--- START Extracted entries ---

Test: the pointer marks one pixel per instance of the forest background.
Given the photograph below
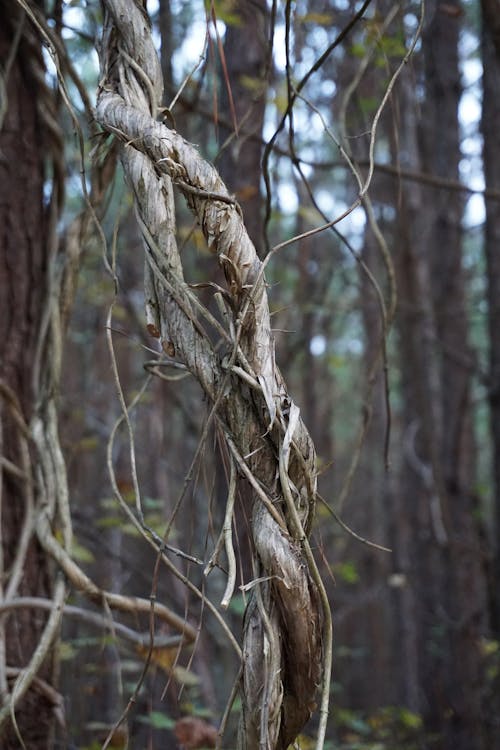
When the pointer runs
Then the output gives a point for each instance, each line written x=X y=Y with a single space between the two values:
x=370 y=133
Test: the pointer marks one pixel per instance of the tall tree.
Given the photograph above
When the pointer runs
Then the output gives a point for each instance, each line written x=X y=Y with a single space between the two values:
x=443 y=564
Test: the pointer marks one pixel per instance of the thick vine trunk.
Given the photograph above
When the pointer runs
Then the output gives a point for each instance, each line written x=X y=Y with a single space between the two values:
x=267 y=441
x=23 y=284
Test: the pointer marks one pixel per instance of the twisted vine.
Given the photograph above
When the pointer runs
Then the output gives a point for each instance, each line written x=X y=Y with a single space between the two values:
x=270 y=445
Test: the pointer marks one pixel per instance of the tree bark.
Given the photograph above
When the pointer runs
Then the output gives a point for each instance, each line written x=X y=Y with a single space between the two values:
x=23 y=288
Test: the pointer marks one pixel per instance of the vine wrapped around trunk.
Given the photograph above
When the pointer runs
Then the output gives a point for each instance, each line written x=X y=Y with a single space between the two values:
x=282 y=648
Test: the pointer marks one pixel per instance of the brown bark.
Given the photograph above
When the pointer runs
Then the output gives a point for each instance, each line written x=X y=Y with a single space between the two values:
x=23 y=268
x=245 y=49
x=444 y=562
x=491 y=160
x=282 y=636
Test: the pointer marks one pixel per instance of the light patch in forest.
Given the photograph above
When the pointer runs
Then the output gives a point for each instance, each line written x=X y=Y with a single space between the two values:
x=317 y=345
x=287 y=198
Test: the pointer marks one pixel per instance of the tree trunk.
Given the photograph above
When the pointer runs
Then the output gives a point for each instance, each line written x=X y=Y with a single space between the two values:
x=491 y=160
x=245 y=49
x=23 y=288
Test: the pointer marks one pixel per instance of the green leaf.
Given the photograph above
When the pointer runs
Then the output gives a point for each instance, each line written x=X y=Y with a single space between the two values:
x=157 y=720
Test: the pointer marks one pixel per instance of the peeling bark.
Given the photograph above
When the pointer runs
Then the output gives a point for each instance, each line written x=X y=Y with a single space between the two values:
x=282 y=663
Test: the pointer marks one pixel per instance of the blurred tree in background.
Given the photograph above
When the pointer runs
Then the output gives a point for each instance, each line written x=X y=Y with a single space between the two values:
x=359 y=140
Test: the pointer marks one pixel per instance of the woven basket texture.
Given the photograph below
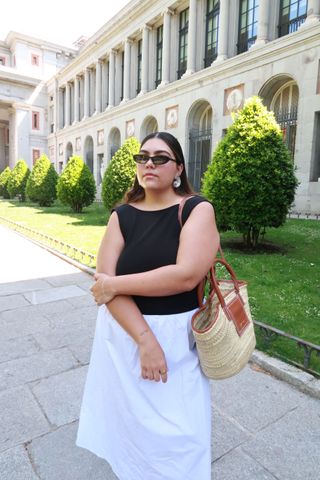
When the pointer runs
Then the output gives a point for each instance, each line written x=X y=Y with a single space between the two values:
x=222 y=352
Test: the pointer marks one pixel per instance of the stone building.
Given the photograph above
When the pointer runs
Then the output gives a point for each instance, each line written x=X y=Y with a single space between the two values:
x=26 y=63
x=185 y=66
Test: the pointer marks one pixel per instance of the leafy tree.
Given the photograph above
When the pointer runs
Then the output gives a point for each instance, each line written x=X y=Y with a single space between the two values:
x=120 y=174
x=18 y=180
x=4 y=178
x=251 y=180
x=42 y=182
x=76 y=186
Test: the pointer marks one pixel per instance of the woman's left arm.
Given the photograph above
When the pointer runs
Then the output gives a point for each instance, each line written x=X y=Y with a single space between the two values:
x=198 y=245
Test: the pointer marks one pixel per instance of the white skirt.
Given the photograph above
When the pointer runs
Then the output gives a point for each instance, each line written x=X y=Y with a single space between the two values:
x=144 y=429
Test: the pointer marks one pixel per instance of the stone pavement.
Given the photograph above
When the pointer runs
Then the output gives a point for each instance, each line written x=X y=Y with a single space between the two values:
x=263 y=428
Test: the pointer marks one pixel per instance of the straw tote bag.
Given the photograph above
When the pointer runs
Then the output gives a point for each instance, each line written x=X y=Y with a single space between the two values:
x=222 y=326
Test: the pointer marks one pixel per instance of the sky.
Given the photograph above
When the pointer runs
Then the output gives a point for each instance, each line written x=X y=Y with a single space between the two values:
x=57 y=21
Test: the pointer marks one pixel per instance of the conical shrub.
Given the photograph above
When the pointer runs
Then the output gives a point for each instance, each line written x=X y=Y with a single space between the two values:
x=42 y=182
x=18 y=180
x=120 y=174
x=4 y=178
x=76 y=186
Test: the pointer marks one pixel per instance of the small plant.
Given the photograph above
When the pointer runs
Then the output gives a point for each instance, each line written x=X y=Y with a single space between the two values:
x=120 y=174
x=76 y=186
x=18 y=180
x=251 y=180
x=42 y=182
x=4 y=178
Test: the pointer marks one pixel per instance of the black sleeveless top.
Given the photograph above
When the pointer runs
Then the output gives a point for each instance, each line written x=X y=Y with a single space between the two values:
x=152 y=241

--- END Extracted entries ---

Your goal: Please repeat every one of the items above word for word, leaving the pictures out.

Solution to the problem:
Test: the pointer marks one pixel per instance of the forest background.
Given the photograph below
When the pointer runs
Then the output gives a point for each instance, each line written x=X y=Y with a single space between the two values:
x=370 y=133
Test: the pointer marks one pixel per instance of the tall tree.
Given the photograph above
When the pointer runs
Then the output gives a point for each instance, each line written x=X y=Y with a single space between the two values:
x=443 y=564
Test: the pointer marks one pixel per instance of the thick vine trunk.
Given the photograph above
When the pointer runs
Then the output gives a point for each instance, each line written x=X y=Y with a single space between the two values:
x=267 y=441
x=23 y=284
Test: the pointer marks one pixel per instance of the twisted vine.
Given the photograph above
When the pointer runs
Then the output gives a point for each instance, each line written x=X y=Y with a single space between the two values:
x=270 y=445
Test: the pointer marks one pixel per instance of the tree bark.
Given the photograph above
When the pointer runs
Then the output gives a point for each instance, each line written x=X y=Y with a single space between the two values:
x=23 y=288
Test: the pointer marks one pixel per instance of the vine wrapped around trunk.
Given the photograph above
When the pointer runs
Then the output gives a point for each instance, each line written x=X y=Y with a single space between the two values:
x=282 y=648
Test: the pointer marks one pixel per instance of the brown bark.
Given the photograph above
When the pointer runs
Then the output gives a point for each instance, each line written x=X y=Y with a single space between the two values:
x=23 y=268
x=245 y=49
x=444 y=562
x=491 y=160
x=282 y=636
Test: the pointer marks one pixel per instance of the light patch in forest.
Given the photograph above
When the pointer runs
Then the output gives a point for each instance, each line written x=X y=Y with a single space between the two values:
x=317 y=345
x=287 y=198
Test: the pointer marks one pixel per instance of the tree trunk.
Given the photograph above
When the pointer runs
Then the output gives a point for each instance, each line written x=X y=Y with a single space between the two values:
x=491 y=160
x=245 y=49
x=23 y=288
Test: the pointer marks one pixel per instance of the green leaf.
Given the photograph above
When the pointer runs
Then the output gives a point for each instance, each line written x=X y=Y with a single space between the two values:
x=157 y=720
Test: the pointer marks one pixel per instance of the peeling bark.
Given the photograph above
When the pointer runs
Then the output gives a point for each instance, each line written x=X y=Y with a single space between the two values:
x=282 y=663
Test: the pointer marks one pixel per instance of the blurred tree in background.
Given the photograph above
When the pointer runs
Then the output gives a point for each instance, each line written x=X y=Y with a single space between the two values:
x=359 y=140
Test: the pointer marks one pixel per instance of the woven basket texture.
Given the photograph below
When the pointer runs
Then the output gives a point for each instance, each line written x=X y=Y with a single space between the two values:
x=222 y=352
Test: the pointer marks one pixel per instance of the stone building.
Given the photograph above
When the pointer runs
Then the output gives a point for each instance, each line written x=X y=Y with a single space between the two values:
x=26 y=63
x=185 y=66
Test: the pointer marks one pixel per instance of the leafy tree.
Given the photograph above
When the pointer runs
Then the output gives a point for each instance, each line written x=X y=Y with a single space between the two values:
x=120 y=174
x=18 y=180
x=4 y=178
x=251 y=180
x=42 y=182
x=76 y=186
Test: the pointer marks one pixel per instance of the woman's left arm.
Given the photograph above
When the pointer runs
Then the output gives a point for each instance, each line written x=X y=Y with a single space between the two values:
x=198 y=245
Test: the pointer marks one pixel per instance of the white skirt.
Given the photograph above
When the pointer runs
Then the output gives a point for each instance, each line written x=X y=Y with a single space between the two values:
x=144 y=429
Test: the pointer marks one pixel per instance of the stone pavement.
Given the photograph above
When the pointer runs
Then the output gives a point for each instance, each line written x=X y=Y with a single space between the two values:
x=263 y=428
Test: the pointer marks one pixel per instance of the straw tote bag.
Given the photograph above
When the pointer runs
Then the output gives a point for each instance, each line written x=X y=Y with a single space between the two values:
x=222 y=326
Test: the pointer marks one pixel per instance of the sky.
Given the photograph above
When the pointer runs
Then the output gives a point for each instance, each line written x=X y=Y with a single space between the two values:
x=57 y=21
Test: the pointer marks one pixel per instance of the conical shrub.
Given the photograph above
When the pointer runs
Then the output gives a point for each instance, each line written x=X y=Y with a single space between the two values:
x=42 y=182
x=18 y=180
x=120 y=174
x=4 y=178
x=76 y=186
Test: the pointer marks one pixel per instance of the small plant.
Given the photograph above
When the pointer runs
Then the output gives a point for each instance, each line written x=X y=Y with a single space between the two values:
x=120 y=174
x=76 y=186
x=18 y=180
x=251 y=180
x=42 y=182
x=4 y=178
Test: the pointer marks one pixel per instance of the black sleeveless top.
Given the photograph above
When the pointer runs
Then the output gives a point for each instance, each line written x=X y=Y with a single space between the two values:
x=152 y=241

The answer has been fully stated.